What to do —
Having found the line containing "Identify one point on each instance of the wire" in the data below, reproduce that line and each one after it to the end, exactly, and include nothing else.

──────── Supplied records

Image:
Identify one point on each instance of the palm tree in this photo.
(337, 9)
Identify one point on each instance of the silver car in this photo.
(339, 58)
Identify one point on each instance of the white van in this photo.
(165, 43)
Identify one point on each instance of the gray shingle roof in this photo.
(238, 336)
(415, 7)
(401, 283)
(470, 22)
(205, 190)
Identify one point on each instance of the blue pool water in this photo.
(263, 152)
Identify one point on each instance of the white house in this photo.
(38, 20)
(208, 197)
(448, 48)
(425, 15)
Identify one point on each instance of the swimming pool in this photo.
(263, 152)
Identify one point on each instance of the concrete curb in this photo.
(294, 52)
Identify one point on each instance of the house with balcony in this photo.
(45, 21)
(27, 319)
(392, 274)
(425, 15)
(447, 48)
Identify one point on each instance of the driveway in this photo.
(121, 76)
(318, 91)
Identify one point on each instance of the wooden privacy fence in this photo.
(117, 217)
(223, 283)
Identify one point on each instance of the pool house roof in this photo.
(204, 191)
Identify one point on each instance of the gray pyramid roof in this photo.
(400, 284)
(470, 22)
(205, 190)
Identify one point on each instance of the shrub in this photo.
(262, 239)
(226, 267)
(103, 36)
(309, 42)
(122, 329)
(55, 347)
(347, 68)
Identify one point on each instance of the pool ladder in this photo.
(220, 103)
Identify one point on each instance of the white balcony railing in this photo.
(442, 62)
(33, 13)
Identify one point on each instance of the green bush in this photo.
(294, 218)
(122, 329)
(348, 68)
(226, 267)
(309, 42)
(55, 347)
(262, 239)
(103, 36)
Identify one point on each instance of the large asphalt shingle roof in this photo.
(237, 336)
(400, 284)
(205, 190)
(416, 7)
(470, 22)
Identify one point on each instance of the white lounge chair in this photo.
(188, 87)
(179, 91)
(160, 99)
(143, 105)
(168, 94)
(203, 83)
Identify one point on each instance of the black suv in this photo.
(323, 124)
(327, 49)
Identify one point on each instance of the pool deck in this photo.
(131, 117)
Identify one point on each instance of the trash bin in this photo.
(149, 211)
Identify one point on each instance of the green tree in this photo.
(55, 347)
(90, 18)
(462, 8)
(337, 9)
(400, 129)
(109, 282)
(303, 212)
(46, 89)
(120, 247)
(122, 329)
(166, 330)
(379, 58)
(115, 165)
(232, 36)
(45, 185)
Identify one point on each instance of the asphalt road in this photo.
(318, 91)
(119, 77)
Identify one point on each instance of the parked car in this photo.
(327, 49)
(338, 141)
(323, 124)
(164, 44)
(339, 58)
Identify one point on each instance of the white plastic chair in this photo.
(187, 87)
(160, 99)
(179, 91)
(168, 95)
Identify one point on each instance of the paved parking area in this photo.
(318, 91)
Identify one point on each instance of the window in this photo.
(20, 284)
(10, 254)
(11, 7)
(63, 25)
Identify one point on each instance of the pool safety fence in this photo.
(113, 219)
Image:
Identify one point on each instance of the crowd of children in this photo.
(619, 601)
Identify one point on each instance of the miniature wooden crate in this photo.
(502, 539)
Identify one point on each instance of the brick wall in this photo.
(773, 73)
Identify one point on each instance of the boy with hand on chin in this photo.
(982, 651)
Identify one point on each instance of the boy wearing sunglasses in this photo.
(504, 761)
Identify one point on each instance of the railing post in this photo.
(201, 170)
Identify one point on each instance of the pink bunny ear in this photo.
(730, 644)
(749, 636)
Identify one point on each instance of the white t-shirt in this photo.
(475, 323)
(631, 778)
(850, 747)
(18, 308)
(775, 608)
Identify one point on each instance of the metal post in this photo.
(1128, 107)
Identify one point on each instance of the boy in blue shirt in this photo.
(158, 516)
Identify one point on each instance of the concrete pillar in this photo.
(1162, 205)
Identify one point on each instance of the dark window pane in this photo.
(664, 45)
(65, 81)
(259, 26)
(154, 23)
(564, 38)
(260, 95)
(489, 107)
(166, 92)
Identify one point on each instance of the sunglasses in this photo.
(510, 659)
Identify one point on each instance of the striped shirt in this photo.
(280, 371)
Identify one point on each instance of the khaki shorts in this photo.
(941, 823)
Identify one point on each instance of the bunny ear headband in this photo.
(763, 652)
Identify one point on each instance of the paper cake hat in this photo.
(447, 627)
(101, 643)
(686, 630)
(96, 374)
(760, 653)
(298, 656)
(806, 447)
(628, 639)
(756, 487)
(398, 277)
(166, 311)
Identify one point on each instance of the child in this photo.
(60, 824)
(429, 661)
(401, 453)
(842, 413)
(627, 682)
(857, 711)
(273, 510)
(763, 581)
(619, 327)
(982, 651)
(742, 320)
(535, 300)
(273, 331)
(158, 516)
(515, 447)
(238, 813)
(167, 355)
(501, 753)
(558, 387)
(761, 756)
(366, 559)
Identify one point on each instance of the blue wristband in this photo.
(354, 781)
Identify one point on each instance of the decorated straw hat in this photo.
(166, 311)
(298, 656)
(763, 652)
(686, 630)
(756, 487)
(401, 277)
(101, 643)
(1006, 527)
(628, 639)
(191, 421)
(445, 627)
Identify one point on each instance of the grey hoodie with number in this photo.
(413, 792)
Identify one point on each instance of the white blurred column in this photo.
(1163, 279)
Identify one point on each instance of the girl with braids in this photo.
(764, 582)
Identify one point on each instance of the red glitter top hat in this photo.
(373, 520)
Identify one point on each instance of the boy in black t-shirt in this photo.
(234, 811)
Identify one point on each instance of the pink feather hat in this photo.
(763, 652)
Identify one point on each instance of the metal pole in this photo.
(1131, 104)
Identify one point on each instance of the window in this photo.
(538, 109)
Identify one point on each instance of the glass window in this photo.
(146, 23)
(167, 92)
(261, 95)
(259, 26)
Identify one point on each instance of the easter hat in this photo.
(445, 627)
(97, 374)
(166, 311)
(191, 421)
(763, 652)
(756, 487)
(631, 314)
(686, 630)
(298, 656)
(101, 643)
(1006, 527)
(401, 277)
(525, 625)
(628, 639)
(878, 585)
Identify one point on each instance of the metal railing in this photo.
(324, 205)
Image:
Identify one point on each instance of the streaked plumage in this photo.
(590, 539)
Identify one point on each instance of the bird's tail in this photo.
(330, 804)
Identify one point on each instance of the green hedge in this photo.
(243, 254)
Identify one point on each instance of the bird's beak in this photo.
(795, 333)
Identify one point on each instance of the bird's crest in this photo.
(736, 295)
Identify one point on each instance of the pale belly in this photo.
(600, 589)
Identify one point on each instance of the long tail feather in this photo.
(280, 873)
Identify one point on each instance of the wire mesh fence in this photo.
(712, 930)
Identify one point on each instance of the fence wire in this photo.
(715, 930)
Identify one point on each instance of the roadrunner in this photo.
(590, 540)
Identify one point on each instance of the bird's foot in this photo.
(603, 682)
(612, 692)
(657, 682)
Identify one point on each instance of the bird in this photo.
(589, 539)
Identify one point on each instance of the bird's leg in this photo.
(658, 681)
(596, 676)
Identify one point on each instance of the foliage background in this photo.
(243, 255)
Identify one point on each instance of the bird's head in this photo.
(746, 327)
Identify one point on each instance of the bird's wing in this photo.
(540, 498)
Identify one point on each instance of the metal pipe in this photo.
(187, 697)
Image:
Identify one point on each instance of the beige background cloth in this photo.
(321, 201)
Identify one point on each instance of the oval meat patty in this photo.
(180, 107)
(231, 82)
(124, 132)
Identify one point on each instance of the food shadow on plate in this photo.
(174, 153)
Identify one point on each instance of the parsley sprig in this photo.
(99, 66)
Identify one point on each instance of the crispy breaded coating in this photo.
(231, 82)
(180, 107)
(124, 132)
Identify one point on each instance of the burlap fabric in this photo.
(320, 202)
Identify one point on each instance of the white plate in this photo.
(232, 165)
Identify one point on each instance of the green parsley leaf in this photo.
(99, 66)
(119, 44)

────────────────

Written response —
Identify one point on each instance of the wire mesh fence in this photo.
(712, 930)
Identify one point on each instance of the fence wire in this photo.
(715, 930)
Identify one point on each instance of the roadrunner in this photo.
(590, 540)
Identify one point on each instance of the bird's foot in this photo.
(603, 682)
(612, 692)
(657, 682)
Identify one point on each instance of the bird in this photo.
(589, 539)
Identify one point on each instance of the bird's leg in this photo.
(658, 681)
(596, 676)
Identify one point on each instance of the foliage background in this photo.
(243, 255)
Identify one point on each instance of the bird's head in this photo.
(746, 327)
Identify one point on each instance of the bird's wing in this photo.
(540, 498)
Identify one point on each instance of the metal pipe in this photo.
(187, 697)
Image:
Identify one point on each instance of the beige background cloth in this photo.
(321, 201)
Identify one point on each instance of the oval meat patty in this photo.
(180, 107)
(231, 82)
(124, 132)
Identify one point on each instance of the food shadow on plate in this photo.
(174, 153)
Identify one point on each instance of the parsley sprig in this photo.
(99, 66)
Identify one point on each instance of the crispy breaded coating in this photo.
(231, 82)
(180, 107)
(124, 132)
Identify one point on each instance of the burlap fabric in this photo.
(320, 202)
Identify one point on each instance of the white plate in this photo.
(232, 165)
Identify one point on each instance of the green parsley leaf in this photo.
(99, 66)
(119, 44)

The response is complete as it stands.